TASK STATEMENT —
Edit the material below by substituting "Annotation pass" for each occurrence of "Dataset curation step", with every other character left as it is.

──────────

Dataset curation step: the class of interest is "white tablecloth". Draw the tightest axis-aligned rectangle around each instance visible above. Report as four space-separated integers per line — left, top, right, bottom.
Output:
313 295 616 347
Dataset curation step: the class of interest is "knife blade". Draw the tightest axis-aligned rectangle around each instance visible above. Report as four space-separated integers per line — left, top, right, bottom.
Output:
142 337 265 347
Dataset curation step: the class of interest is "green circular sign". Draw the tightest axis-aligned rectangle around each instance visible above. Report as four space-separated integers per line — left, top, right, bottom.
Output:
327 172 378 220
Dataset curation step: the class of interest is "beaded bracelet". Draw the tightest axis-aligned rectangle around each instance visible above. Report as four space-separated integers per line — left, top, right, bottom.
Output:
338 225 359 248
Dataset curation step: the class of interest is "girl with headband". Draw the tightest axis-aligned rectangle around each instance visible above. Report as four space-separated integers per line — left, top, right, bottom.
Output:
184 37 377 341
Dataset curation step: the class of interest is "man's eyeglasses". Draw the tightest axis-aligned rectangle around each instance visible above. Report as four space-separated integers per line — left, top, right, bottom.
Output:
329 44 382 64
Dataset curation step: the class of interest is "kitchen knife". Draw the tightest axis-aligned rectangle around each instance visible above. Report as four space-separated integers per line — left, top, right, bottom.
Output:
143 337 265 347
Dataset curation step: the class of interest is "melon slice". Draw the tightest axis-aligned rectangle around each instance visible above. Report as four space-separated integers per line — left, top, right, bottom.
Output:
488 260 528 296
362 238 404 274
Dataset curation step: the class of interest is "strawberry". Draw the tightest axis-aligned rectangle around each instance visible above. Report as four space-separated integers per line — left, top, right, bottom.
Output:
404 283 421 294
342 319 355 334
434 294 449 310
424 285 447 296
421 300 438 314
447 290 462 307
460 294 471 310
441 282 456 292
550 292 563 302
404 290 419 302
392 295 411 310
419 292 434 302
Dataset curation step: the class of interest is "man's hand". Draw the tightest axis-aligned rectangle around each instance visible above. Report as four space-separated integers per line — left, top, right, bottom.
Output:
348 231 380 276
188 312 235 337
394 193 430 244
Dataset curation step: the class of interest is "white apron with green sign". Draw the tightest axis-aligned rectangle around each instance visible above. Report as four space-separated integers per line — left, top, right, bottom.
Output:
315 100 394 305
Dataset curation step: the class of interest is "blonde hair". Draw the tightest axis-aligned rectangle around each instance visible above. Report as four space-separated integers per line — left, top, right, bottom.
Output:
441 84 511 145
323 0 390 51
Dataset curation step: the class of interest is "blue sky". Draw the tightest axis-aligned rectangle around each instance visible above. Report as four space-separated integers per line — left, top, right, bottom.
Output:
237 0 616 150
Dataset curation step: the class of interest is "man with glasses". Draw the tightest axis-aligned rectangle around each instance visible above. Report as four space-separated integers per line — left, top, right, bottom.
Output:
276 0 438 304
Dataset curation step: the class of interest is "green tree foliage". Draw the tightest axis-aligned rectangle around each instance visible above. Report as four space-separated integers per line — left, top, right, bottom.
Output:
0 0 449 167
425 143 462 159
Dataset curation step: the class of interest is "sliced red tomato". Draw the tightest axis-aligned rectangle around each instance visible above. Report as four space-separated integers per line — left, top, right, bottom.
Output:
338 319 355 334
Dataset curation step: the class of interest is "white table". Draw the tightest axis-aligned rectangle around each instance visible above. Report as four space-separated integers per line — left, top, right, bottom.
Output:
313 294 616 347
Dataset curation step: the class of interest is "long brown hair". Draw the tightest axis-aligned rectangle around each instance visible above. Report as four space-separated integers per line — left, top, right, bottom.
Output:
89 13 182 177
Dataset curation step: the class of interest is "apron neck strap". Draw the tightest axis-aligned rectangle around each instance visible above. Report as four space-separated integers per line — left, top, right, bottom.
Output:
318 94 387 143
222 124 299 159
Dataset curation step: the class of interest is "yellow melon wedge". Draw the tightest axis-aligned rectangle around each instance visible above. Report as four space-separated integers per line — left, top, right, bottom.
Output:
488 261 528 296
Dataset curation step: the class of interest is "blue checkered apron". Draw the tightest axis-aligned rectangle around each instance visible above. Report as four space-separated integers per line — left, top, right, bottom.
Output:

──────────

THE OUTPUT —
Annotation pass: the class of interest is "white tablecloth". Draw the tightest axis-aligned rectangle around each instance visible above. Report as four space-separated integers per line — left, top, right, bottom.
Output:
313 295 616 347
Annotation pass: the class of interest is "knife blade". Draw the tightest axis-aligned rectangle around each instance visible above. Report as four space-separated integers per line — left, top, right, bottom.
Output:
142 337 265 347
Annotation pass: the class of interest is "green circular sign". Draw the tightest axis-aligned rectangle around each instance visible above. Report as four space-separated integers per line — left, top, right, bottom.
Output:
327 172 378 220
Annotation pass: the class of interest is "beaded bracelet". Draw the tightest axis-aligned rectangle around each instance visible above. Report as four space-separated integers per line — left, top, right, bottom.
Output:
338 225 359 248
Annotation pass: the class of interest is "girl with headband". Draw the tightest axis-aligned rectangle around each instance visible above. Report as four space-separated integers per line — left, top, right, bottom.
Output:
184 37 377 341
Annotation pass: the class of interest is "man's eyeglasses". Draw the tightest axis-aligned rectangle around each instance visible above. Report as four space-separated integers per line — left, top, right, bottom.
Output:
329 44 382 64
Annotation pass: the class of interest is "kitchen knife". Draw the tightest axis-aligned rectangle around each instance visible above. Report as four space-separated integers per line — left, top, right, bottom.
Output:
143 337 265 347
Annotation pass: the class of interest is "melon slice". Draw the tightest axis-aligned rectangle around each instance visible above. Report as four space-separated integers per line — left, top, right, bottom.
Output:
488 260 528 296
362 238 404 274
Annotation pass: the class of interest is "strawberry". Draw the tightest axis-aligned rectangle around each instance visible above. Report as four space-separated integers per line — left, top, right, bottom.
Output:
404 283 421 294
342 319 355 334
434 294 449 310
424 285 447 296
421 300 438 314
447 290 462 307
460 294 471 310
441 282 456 292
550 292 563 302
404 290 419 302
392 295 411 310
419 292 434 302
Annotation pass: the class of interest is "man's hand". Draw the tightest axis-aligned rectangle around each instance visible above. Report as four space-separated integers per line — left, top, right, bottom.
Output:
348 231 380 276
188 312 235 337
394 193 430 244
Annotation pass: the class of interest is "white apron with green sign". Draw the tightest axis-aligned rectangle around each instance visible above. Report as four space-separated integers per line — left, top, right, bottom.
Output:
315 100 394 305
Annotation pass: the class of interest is "blonde hair". Draw the tightest axis-aligned rectangle around each instance visible above. Report as four space-separated integers per line — left, top, right, bottom.
Output:
441 84 511 145
323 0 390 51
Annotation pass: the class of interest is "blue sky". Draw the tightest axis-aligned rectangle around each instance visible above. Report as four space-separated integers per line — left, top, right, bottom.
Output:
237 0 616 150
Annotation pass: the class of interest is "man with glasses". Draw the tightest axis-aligned rectangle around each instance visible above. Report as four space-separated integers per line — left, top, right, bottom.
Output:
276 0 438 304
Annotation pass: the class of interest is "green tree foliage". Draw the tightest axis-aligned rectangle around each instance visible above. Report as four space-separated integers per line — left, top, right, bottom.
Output:
0 0 449 167
425 143 462 159
Annotation pass: the class of interest is "sliced red tomato". Draw the tightest axis-aligned rectangle around each instance visible above. Report as four space-separated integers per line — left, top, right, bottom.
Output:
338 319 355 334
Annotation pass: the class of interest is "white table". Draw the tightest axis-aligned rectangle around each instance visible above. Report as four space-separated integers per line — left, top, right, bottom.
Output:
313 294 616 347
Annotation pass: the class of interest is "long brown hair". Draw the tightest axis-aligned rectangle around each instance visible above. Report as four space-separated integers per line — left, top, right, bottom.
Output:
89 13 182 177
Annotation pass: the class of interest is "apron neck strap". Draw the tightest axis-aligned rectangle around each instance visible above. Report as four space-separated integers per line — left, top, right, bottom.
Output:
318 94 387 143
222 124 299 159
Annotation pass: the class of interest is "yellow melon wedge". Draw the tightest axis-aligned rectangle around each instance visible above. Report as four space-separated integers per line — left, top, right, bottom.
Output:
488 261 528 296
Annotation pass: the class of interest is "blue checkered apron". Draw the tightest axis-aligned rectangle around each instance visible above. Report as four space-separated integers per line — left, top, right, bottom.
Output:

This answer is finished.